■ What the exercise asks ■
Rewrite all of the records with "Target" swapped for "Object" and every other part unchanged. Omit the pictures from your answer.

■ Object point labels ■
*-*-*
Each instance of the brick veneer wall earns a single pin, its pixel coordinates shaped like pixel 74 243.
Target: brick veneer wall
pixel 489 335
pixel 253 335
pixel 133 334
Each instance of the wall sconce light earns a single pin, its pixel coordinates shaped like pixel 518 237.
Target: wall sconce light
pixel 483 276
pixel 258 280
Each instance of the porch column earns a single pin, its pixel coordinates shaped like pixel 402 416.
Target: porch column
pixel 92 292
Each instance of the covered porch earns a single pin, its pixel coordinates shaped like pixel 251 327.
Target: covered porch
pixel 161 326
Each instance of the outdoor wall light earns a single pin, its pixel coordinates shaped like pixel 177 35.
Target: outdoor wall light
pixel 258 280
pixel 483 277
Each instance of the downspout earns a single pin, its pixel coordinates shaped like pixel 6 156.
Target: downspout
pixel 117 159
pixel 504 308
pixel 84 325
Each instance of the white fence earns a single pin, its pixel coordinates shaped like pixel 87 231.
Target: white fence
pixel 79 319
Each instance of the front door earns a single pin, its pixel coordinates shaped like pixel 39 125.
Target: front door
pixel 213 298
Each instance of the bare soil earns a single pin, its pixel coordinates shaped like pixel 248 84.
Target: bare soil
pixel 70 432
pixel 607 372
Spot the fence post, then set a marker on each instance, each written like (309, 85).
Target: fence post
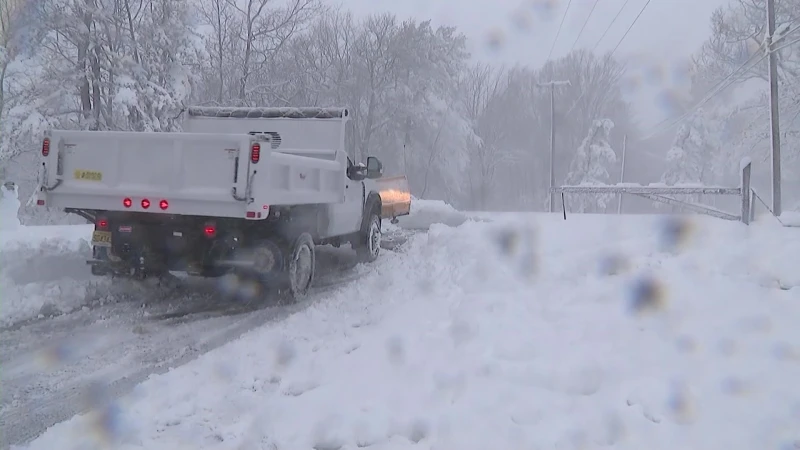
(745, 167)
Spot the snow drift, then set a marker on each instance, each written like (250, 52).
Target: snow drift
(43, 271)
(601, 331)
(425, 213)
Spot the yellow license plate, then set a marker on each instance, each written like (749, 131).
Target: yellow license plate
(88, 175)
(101, 239)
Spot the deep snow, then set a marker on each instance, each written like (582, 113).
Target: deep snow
(43, 271)
(531, 332)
*-*-*
■ Final result ■
Each instance of the brick veneer wall earns a single pin, its pixel coordinates shaped like pixel 74 243.
Object: brick veneer wall
pixel 489 335
pixel 253 335
pixel 133 334
Each instance of the wall sconce light earns a single pin, its pixel coordinates shaped like pixel 518 237.
Object: wall sconce light
pixel 483 276
pixel 258 280
Each instance of the porch column earns a single pin, its pixel coordinates shaped like pixel 402 416.
Object: porch column
pixel 92 292
Each instance of the covered porch earns a single pin, its pixel coordinates shaped like pixel 251 327.
Object: covered porch
pixel 161 326
Each instance of the outdoor wall light earns a single pin, its pixel coordinates shaped like pixel 177 35.
Object: outdoor wall light
pixel 258 280
pixel 483 277
Each instance of the downspout earns a single pin, its pixel coordinates shaped like pixel 6 156.
Object: downspout
pixel 117 159
pixel 504 308
pixel 84 325
Each instance of the white fence earns a single pin, its pixel coordinates shaped like pixel 87 231.
Object: white fence
pixel 79 319
Each instance of the front door earns a single pin, its pixel coordinates shaped like pixel 39 125.
Object: front door
pixel 213 298
Each instance of the bare soil earns a single pin, its pixel coordinates shaped like pixel 248 84.
Object: bare soil
pixel 70 432
pixel 607 372
Spot the fence post, then set a marker on each instance, each written like (309, 85).
Object: fence post
(745, 167)
Spot the snow drift, then set a marker on each instance, each written like (250, 52).
Object: snow drift
(43, 271)
(601, 331)
(425, 213)
Spot the yellow license plate, then set a marker on each instance, each written like (749, 131).
Object: yellow license plate
(88, 175)
(101, 239)
Spot the deep snow, then set a marker on each instance, each written like (582, 113).
Object: deep snow
(43, 271)
(531, 332)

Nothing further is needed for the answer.